§ TASK STATEMENT
Identify the line that contains "the white lettering" in the material. Output it and every line after it, unchanged, through the end.
== GIVEN RECORDS
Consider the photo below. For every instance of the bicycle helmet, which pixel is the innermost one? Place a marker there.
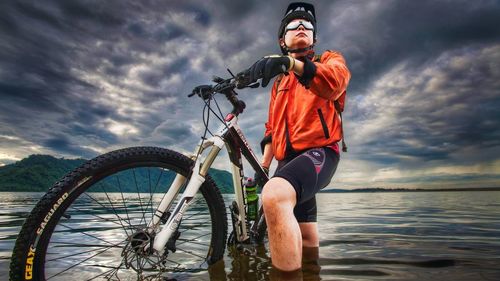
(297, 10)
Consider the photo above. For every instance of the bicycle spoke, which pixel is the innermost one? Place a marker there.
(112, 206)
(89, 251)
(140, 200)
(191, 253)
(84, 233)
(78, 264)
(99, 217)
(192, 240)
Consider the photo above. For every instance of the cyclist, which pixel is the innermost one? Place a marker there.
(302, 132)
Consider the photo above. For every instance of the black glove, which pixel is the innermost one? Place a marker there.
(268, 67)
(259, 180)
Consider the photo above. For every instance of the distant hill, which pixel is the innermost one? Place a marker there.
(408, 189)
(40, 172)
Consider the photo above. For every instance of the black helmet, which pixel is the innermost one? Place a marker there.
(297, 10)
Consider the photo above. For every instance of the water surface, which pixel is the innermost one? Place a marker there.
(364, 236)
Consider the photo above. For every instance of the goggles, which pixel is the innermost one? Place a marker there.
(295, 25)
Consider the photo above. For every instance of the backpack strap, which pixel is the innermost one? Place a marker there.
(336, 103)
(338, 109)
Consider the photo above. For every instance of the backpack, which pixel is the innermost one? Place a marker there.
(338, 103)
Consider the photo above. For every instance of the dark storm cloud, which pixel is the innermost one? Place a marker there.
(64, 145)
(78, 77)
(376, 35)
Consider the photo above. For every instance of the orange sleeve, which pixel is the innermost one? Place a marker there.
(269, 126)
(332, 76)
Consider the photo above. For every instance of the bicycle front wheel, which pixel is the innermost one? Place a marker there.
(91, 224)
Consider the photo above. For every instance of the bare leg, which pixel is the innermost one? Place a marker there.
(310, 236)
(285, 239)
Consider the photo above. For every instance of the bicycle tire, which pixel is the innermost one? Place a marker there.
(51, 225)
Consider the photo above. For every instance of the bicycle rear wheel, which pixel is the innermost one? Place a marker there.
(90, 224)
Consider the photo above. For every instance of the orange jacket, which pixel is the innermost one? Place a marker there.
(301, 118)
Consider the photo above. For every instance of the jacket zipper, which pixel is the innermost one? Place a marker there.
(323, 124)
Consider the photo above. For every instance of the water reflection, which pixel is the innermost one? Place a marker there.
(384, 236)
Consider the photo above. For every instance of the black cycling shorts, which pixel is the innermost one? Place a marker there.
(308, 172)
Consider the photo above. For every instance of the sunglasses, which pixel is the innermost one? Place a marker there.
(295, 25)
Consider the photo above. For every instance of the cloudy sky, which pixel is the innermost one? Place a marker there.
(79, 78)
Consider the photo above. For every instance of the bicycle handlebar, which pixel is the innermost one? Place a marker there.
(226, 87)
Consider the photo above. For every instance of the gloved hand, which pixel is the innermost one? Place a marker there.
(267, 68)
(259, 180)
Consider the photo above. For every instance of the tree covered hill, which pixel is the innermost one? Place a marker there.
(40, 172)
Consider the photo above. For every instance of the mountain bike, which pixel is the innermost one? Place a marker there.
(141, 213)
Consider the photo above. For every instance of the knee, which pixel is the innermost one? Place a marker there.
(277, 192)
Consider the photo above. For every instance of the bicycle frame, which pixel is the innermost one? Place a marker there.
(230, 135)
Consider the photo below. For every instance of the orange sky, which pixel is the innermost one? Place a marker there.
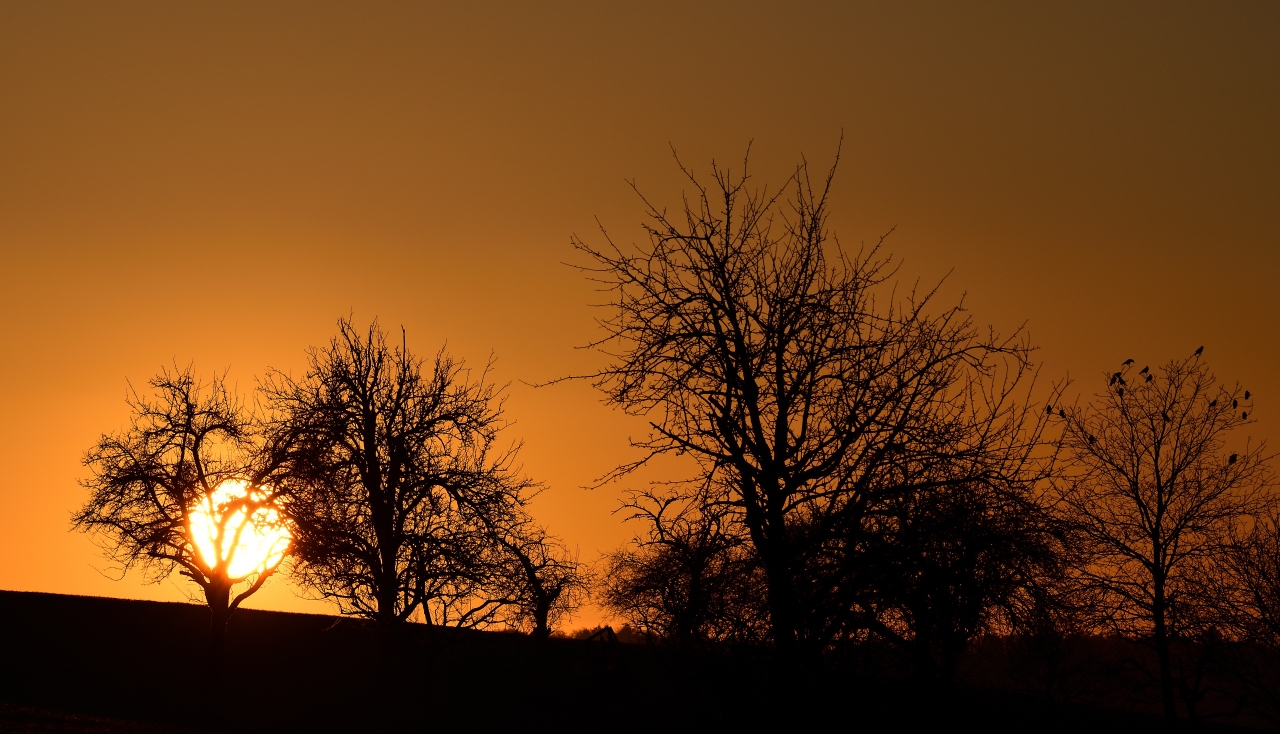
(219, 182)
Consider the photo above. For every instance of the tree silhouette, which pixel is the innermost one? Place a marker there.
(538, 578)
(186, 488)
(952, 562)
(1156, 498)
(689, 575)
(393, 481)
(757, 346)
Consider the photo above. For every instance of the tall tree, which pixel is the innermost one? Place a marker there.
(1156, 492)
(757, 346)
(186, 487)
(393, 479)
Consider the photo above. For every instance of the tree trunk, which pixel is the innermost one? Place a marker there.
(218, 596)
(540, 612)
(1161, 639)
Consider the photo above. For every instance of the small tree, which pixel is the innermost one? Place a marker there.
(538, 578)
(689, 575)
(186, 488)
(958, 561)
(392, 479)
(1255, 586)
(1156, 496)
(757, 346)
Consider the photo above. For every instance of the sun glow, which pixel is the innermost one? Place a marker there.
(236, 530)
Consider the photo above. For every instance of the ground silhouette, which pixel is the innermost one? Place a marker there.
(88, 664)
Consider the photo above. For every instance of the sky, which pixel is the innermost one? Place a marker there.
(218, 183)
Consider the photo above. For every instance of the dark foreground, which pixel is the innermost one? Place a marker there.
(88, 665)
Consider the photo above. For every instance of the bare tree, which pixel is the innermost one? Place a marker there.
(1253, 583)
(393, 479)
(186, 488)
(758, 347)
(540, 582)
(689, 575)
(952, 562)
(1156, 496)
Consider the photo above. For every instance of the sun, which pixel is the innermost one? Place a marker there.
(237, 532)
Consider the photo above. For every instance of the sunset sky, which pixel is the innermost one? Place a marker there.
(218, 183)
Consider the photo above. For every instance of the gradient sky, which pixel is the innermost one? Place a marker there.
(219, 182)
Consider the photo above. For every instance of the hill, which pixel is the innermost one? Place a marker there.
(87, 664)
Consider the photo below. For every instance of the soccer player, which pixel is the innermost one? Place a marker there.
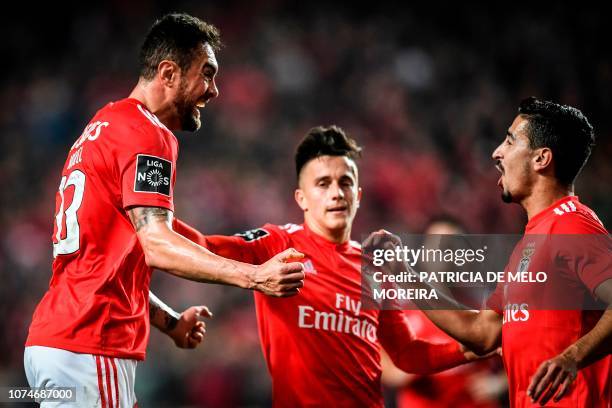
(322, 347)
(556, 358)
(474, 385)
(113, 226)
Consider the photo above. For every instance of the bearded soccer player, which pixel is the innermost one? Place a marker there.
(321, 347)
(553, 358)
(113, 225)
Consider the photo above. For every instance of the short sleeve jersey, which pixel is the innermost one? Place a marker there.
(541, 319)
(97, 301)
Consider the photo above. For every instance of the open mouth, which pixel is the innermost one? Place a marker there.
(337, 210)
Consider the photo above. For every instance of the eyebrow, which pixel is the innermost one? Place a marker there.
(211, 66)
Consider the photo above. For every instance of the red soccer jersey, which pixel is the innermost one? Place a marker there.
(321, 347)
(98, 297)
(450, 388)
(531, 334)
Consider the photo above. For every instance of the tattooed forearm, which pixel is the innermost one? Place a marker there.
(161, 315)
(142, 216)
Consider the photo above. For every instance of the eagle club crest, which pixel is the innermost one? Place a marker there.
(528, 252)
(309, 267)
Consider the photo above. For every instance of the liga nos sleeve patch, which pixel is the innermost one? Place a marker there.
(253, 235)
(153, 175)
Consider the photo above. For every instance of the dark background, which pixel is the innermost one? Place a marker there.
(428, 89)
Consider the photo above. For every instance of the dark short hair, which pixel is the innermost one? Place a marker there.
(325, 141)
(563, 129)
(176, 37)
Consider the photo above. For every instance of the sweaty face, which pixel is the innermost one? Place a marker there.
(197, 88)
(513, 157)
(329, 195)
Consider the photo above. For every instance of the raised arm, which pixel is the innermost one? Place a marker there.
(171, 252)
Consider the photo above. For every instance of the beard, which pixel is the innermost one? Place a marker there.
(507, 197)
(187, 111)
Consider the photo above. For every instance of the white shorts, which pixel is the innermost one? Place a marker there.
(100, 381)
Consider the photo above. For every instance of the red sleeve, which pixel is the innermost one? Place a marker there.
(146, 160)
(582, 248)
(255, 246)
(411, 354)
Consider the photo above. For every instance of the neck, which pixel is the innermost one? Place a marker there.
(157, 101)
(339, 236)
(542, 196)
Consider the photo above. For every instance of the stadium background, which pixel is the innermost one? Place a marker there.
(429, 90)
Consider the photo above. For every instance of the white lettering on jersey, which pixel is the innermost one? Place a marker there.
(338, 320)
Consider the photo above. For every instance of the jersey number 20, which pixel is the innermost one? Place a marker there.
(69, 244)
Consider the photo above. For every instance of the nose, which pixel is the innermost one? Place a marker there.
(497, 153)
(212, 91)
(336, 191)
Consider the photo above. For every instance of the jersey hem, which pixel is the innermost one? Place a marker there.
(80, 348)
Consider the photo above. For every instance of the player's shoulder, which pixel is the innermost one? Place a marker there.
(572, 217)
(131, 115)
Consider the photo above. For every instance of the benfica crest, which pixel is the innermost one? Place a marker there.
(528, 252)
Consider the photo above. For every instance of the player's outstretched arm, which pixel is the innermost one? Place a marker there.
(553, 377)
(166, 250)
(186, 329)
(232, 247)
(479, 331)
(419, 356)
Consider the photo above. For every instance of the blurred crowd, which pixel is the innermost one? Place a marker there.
====
§ RESPONSE TO THE EXERCISE
Consider the photo above. For every instance of the white lettering on jersey, which pixel is the innermost one? Place a marker there.
(338, 320)
Consider the photo above. For every instance of the jersey number 20, which pixel is the innermost one? Place a marker there.
(69, 244)
Consider the photo above. For every instance of the nose, which pixel is the innermost one? Place a marker there.
(497, 153)
(212, 91)
(336, 191)
Consider the photo above. For every instance of the jersey hem, which pixel is the innermost one? Place a marker there.
(80, 348)
Consider the photo above. For every instance of the player's shoulder, which pixel is the innermost one? Place a marker there.
(572, 217)
(131, 115)
Consider the photo above. For every instance of the benfica crest, which pixel is the innermost one? Place a marker there.
(528, 252)
Consider the photo above. For every instance of the player's outstretched arm, which pixel is the innermost one? Place a marker there.
(553, 377)
(166, 250)
(186, 329)
(232, 247)
(479, 331)
(419, 356)
Consider the photo above. For every instance of the blurred crowd, which pixel is the innermost one? Place a marker there.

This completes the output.